Work to complete: Which lines run from the one containing "Where can you see the dirt patch" to the end of the listing? Copy them out exactly, leaving out the rest.

Data provided:
================================

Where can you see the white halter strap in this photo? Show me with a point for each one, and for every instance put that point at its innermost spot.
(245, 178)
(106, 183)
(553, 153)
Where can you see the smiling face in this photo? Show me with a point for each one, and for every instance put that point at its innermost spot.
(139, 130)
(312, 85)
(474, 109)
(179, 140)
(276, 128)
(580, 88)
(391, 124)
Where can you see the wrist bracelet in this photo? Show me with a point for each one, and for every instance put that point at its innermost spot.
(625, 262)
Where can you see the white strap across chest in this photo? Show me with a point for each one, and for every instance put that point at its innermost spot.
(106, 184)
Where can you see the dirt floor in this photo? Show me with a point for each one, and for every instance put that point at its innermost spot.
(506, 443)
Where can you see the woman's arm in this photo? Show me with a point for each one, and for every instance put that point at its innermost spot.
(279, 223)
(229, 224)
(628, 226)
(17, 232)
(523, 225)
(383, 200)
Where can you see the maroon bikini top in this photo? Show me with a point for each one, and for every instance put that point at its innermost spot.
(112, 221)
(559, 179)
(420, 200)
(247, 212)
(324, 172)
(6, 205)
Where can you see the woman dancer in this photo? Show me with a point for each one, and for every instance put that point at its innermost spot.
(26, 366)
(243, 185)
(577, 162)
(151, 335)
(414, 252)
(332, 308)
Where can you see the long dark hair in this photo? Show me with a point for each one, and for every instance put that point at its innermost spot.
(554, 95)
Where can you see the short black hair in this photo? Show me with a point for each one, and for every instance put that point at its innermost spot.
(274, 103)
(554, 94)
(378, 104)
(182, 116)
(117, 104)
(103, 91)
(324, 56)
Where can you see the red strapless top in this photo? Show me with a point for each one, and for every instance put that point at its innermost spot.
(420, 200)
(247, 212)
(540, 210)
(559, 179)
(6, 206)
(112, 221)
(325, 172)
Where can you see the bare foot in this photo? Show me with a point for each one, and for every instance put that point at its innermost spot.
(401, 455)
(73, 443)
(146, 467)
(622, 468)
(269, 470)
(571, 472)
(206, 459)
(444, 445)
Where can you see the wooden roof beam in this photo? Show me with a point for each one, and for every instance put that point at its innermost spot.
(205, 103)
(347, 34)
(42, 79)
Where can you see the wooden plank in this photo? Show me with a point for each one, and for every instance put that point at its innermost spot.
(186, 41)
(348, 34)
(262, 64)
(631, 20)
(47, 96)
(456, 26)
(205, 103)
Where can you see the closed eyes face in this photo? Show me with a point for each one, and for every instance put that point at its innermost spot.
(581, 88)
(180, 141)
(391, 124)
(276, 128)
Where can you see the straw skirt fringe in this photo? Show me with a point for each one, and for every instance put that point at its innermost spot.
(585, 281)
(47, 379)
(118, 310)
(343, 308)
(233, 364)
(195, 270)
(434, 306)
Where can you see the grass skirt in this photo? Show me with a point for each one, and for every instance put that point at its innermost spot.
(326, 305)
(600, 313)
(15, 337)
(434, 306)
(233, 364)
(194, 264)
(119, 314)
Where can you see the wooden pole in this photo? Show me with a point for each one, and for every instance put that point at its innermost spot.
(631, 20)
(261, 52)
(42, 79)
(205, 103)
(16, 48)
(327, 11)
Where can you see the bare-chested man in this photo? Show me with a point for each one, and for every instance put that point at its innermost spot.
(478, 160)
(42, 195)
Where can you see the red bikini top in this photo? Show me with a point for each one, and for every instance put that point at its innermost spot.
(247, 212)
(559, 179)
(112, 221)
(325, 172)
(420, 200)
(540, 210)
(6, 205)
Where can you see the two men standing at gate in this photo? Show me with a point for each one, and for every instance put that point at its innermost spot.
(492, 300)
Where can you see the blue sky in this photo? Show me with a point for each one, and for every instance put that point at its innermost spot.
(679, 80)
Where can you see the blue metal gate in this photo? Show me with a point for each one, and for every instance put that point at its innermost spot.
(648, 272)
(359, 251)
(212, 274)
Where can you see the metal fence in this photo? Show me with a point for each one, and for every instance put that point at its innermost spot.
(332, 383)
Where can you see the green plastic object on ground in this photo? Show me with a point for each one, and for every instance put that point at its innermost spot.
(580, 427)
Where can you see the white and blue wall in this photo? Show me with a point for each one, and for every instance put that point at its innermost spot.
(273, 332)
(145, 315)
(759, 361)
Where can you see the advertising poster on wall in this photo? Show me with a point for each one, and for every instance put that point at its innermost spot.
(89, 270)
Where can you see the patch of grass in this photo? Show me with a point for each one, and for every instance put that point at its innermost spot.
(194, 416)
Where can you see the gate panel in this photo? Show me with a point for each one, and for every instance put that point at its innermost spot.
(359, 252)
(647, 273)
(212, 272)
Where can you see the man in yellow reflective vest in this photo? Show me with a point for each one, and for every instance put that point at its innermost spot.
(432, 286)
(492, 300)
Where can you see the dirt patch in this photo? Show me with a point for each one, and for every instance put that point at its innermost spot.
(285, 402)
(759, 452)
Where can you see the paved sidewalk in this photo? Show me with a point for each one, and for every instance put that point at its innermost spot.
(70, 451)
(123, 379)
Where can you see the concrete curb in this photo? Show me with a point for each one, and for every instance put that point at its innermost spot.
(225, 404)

================================

Output for this exercise:
Where can you see the dirt patch in this photo? Show me with a point for each one, and for every instance put that point at its innermost spot.
(285, 402)
(759, 452)
Where can you see the paved sidewalk in this photo? Show me with a point for each one, and for every instance put that point at its innermost spot.
(70, 451)
(123, 379)
Where can you see the concrete curb in this photo? Show me with a point for each one, and for every instance put that point at its innermost spot.
(225, 404)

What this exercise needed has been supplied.